[Items from a dataset]

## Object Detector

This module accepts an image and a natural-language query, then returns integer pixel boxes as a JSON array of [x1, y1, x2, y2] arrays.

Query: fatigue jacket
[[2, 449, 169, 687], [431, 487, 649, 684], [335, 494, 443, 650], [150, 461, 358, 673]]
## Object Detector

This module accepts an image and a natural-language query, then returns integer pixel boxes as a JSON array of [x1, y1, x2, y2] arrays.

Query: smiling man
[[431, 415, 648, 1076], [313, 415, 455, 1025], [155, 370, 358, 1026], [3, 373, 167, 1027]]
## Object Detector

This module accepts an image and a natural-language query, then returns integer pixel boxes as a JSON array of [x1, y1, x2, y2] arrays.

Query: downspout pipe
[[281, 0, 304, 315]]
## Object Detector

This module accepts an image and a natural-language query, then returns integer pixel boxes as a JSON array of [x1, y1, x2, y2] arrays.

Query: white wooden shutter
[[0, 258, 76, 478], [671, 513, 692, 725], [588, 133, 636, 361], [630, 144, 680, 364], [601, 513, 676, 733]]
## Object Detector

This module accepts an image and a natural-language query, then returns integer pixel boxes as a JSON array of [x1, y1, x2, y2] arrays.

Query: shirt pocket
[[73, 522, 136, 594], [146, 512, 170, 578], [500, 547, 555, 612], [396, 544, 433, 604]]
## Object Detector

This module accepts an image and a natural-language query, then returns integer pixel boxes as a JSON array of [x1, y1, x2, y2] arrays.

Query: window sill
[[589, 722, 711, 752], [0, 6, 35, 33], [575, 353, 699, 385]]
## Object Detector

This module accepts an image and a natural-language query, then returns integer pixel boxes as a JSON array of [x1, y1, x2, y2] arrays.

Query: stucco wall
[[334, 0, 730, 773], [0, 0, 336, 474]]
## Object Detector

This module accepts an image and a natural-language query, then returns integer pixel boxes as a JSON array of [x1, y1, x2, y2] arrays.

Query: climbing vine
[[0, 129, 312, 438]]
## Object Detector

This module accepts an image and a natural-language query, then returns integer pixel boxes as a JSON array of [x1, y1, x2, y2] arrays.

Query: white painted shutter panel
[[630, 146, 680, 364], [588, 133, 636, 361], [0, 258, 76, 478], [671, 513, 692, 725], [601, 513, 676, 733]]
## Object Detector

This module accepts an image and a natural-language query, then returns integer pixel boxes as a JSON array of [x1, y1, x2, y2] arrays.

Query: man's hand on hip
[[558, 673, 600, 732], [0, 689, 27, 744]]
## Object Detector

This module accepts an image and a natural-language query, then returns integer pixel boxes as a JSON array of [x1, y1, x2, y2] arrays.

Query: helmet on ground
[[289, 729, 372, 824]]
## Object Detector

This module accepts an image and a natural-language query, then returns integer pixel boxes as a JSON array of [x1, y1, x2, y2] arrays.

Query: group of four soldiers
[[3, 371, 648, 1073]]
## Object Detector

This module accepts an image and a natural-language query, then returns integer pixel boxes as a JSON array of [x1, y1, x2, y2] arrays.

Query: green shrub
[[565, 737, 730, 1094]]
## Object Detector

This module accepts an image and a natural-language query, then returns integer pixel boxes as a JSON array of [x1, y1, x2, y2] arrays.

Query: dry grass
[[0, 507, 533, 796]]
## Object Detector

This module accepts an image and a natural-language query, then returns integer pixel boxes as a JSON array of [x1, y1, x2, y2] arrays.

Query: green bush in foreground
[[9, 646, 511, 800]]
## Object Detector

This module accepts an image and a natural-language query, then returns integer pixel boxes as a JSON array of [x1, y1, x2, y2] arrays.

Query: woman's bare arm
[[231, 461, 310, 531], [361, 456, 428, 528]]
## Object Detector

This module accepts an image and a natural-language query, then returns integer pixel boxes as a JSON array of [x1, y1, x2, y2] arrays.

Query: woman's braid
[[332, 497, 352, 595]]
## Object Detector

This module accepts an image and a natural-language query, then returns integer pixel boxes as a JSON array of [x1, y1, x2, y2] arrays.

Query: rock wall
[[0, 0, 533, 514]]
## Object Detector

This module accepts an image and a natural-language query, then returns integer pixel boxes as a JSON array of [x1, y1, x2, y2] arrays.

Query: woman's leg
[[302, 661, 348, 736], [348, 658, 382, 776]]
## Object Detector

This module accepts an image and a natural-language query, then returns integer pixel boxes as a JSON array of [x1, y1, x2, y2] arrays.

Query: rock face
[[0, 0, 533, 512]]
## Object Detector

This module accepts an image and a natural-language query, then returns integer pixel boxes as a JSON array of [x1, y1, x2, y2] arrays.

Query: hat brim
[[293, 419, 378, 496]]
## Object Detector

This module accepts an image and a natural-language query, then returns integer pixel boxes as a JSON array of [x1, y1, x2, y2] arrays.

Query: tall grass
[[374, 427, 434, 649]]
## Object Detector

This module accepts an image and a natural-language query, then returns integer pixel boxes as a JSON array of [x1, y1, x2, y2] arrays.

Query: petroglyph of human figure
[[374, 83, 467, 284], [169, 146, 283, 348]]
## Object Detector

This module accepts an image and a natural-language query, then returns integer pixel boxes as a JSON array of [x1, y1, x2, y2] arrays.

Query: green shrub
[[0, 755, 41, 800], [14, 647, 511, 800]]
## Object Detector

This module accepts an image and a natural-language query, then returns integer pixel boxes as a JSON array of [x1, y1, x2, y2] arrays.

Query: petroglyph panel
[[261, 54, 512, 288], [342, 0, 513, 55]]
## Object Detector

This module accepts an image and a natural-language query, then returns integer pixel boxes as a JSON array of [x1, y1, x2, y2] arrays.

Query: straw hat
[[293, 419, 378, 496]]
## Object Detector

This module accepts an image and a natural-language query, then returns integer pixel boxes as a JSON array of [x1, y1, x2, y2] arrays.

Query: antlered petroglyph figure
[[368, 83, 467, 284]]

### Task description
Can you output every one of the records above, reproducing each line with no changes?

### Final result
## Object Detector

This module accepts an image and a natural-language query, then returns integer pixel boxes as a JSON array of [x1, y1, x2, y2] arrays.

Query: fatigue jacket
[[2, 449, 169, 687], [431, 487, 649, 684], [335, 494, 443, 650], [150, 461, 358, 673]]
## Object Detector

This module accepts an image and a natural-language query, then returns integer pixel boxes as a JSON array of [x1, y1, x2, y2] arrays.

Query: smiling man
[[431, 415, 648, 1076], [313, 415, 455, 1025], [155, 370, 358, 1026], [3, 373, 167, 1027]]
## Object Detector

This module accepts an image and a natural-language query, then returns integer pixel boxes as a JSON array of [x1, y1, x2, y2] arrays.

Query: downspout pipe
[[281, 0, 304, 315]]
## Object Detector

This module accepts an image and a natural-language query, then returns integer pixel boxes as a JSON array of [x1, y1, x2, y2] arrays.

Query: white wooden shutter
[[0, 258, 76, 478], [671, 513, 692, 725], [588, 133, 636, 361], [630, 144, 680, 364], [601, 513, 676, 733]]
## Object Detector

This module accepts an image and a natural-language query, then returns integer pixel boxes as a JSON array of [x1, y1, x2, y2] arrays.

Query: shirt pocket
[[73, 522, 136, 594], [146, 512, 170, 578], [500, 547, 555, 612], [396, 544, 433, 604]]
## Object Detector

This module accepts an image and a natural-language query, then returns integer pixel boxes as a JSON array of [x1, y1, x2, y2] arrays.

Query: window sill
[[589, 722, 711, 752], [0, 6, 35, 33], [575, 353, 699, 385]]
## Object Detector

This module accepts an image and a natural-language query, then returns integer pixel boxes as a JSON array of [x1, y1, x2, y2] arrays.

Query: stucco wall
[[334, 0, 730, 773], [0, 0, 336, 474]]
## Object Detector

This module accepts an image and a natural-language query, then returns integer pixel boxes as a JSON array of [x1, y1, x2, y2] arrays.

Query: climbing vine
[[0, 129, 312, 438]]
## Object Detector

This module accepts an image and a natural-language query, then returns integer pixel boxes as a JSON array of [x1, y1, x2, y2] arrays.

Query: white painted shutter panel
[[630, 146, 680, 364], [588, 133, 636, 361], [0, 258, 76, 478], [671, 513, 692, 725], [601, 513, 676, 733]]
## Object Detector

This module accepts an image and a natural-language query, then returns integer pixel boxes as a JSON array of [x1, y1, x2, y2] arrays.

Query: man's hand on hip
[[558, 673, 600, 732], [0, 689, 27, 744]]
## Object Detector

This module accepts an image and a natural-language query, then returns integer pixel boxes as a JSON array of [x1, y1, x2, y2] arrays.

Query: helmet on ground
[[289, 729, 372, 824]]
## Object Detector

This module accepts an image and a natural-language query, then returns integer pixel boxes as a JSON array of [x1, y1, x2, y2] arrays.

Query: group of four soldiers
[[3, 371, 648, 1073]]
## Object Detector

This module accepts an image and a natural-language query, then returns integer pixel boxes as a JSON array of [x1, y1, x2, y2] arrays.

Query: green shrub
[[565, 737, 730, 1094]]
## Object Detector

This module accepts an image and a natural-language query, then returns integer pixel boxes as a JSON array of [x1, y1, x2, y2] arrays.

Query: dry grass
[[0, 507, 533, 796]]
## Object Detector

This module accepts an image and a natural-language query, then returns integer pixel boxes as a JSON array of [x1, y1, x2, y2] arrays.

Query: green bush in foreground
[[9, 646, 511, 800]]
## Object Detector

This module accepts an image and a natural-language query, then returns integer pixel boxes as a JSON array of [x1, y1, x2, y2] arrays.

Query: woman's bare arm
[[231, 461, 310, 531], [361, 456, 428, 528]]
## Object Detector

This module accepts an image and a natural-language query, then returns integer pixel boxes as a JSON array of [x1, y1, x2, y2] arrays.

Query: woman's braid
[[332, 497, 352, 595]]
## Object Detector

This module accepts an image and a natural-language query, then returns integer pixel boxes as a JSON array of [x1, y1, x2, y2] arrays.

Query: rock wall
[[0, 0, 533, 514]]
## Object Detector

This module accepts an image and a natural-language query, then returns integer pixel boxes as a JSON array of [x1, y1, x2, y2] arrays.

Query: woman's leg
[[302, 661, 348, 736], [348, 658, 382, 776]]
## Object Detector

This module accepts an image and a natural-language query, then returns integer pixel boxes as a JSON array of [x1, y1, x2, y2] arrays.

Query: rock face
[[0, 0, 533, 512]]
## Object Detector

This module accepts an image and a natural-language query, then returns integer pixel boxes as a JSON array of [x1, y1, x2, y2] arrays.

Query: hat brim
[[293, 419, 378, 496]]
## Object Detector

This module accepts an image and a natural-language query, then returns integer pixel boxes as a JSON array of [x1, y1, x2, y2] arrays.

Query: tall grass
[[374, 427, 434, 649]]
## Object Detector

This module accepts an image and a natural-language query, then returns integer pixel boxes as a JSON array of [x1, y1, x2, y2] arrays.

Query: petroglyph of human figure
[[374, 83, 467, 284], [169, 146, 283, 348]]
## Object Detector

This module accepts an image and a natural-language query, then returns integer pixel boxes as a JSON array of [x1, y1, x2, y2] arrays.

Query: green shrub
[[0, 755, 41, 800], [14, 647, 511, 800]]
## Object Detector

This module accepts an image and a natural-language query, then returns integer pixel boxes as a JSON array of [x1, y1, x2, y2] arrays.

Query: petroglyph panel
[[261, 54, 512, 288], [342, 0, 513, 55]]
## Object Detector

This module accepts an image and a natural-language query, then returns integer pixel boxes as a JSON array of [x1, y1, x2, y2] arrays.

Query: straw hat
[[293, 419, 378, 496]]
## Object Detector

This module accepts an image and a natural-language query, then returns integer pixel boxes as a JSON array of [x1, y1, x2, y2] arrays.

Query: antlered petroglyph figure
[[368, 83, 467, 284]]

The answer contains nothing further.